WHAT THIS TASK INVOLVES: Recast everything in the data from the line containing "Pin every instance of the white football" down to the end as a Markdown table with two columns, Row and Text. Number each line in Row, put the line itself in Text, and leave out blank lines.

[Part of a data file]
■ ■ ■

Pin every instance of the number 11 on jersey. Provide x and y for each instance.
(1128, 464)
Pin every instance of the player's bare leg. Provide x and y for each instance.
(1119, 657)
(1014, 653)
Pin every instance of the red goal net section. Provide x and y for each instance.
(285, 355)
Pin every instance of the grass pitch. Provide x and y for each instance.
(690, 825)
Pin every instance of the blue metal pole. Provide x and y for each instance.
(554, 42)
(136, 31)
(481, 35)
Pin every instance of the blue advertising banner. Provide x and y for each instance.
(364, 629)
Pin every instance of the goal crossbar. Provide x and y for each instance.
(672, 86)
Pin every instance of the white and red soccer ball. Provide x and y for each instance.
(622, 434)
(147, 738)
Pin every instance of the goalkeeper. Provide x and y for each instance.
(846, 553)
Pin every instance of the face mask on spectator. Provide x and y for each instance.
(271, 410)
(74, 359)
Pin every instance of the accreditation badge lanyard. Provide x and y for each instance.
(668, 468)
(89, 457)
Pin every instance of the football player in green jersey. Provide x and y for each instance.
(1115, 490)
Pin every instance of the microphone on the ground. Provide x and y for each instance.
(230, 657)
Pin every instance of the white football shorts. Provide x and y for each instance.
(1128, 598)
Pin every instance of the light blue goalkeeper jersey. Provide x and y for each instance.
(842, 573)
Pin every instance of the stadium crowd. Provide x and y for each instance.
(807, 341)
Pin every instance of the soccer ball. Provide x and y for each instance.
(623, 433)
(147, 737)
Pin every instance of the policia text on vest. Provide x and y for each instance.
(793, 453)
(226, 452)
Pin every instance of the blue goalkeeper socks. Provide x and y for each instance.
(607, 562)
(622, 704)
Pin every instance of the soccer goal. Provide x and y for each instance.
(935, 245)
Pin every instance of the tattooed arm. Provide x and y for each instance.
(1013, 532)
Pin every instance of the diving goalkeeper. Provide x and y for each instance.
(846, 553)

■ ■ ■

COMPLETE OUTPUT:
| Row | Text |
|---|---|
| 1 | Pin every instance of the white football shorts. Provide x and y for each instance. |
| 2 | (1128, 598) |
| 3 | Pin every instance of the light blue goalkeeper jersey. Provide x and y for each instance. |
| 4 | (842, 573) |
| 5 | Pin every instance of the stadium crowd. Provide x and y for each instance. |
| 6 | (807, 341) |
| 7 | Pin every instance of the soccer ball. Provide x and y for each instance. |
| 8 | (623, 433) |
| 9 | (147, 737) |
| 10 | Pin every instance of the policia text on vest. Provide x and y for each instance. |
| 11 | (793, 453) |
| 12 | (226, 452) |
| 13 | Pin every instance of the blue goalkeeper socks. Provide x and y for each instance. |
| 14 | (607, 562) |
| 15 | (622, 704) |
| 16 | Pin every instance of the soccer goal. Provide x and y for each instance. |
| 17 | (935, 245) |
| 18 | Pin every instance of the tattooed arm. Provide x and y for each instance. |
| 19 | (1013, 532) |
| 20 | Pin every instance of the diving goalkeeper. Provide x and y for each instance. |
| 21 | (846, 553) |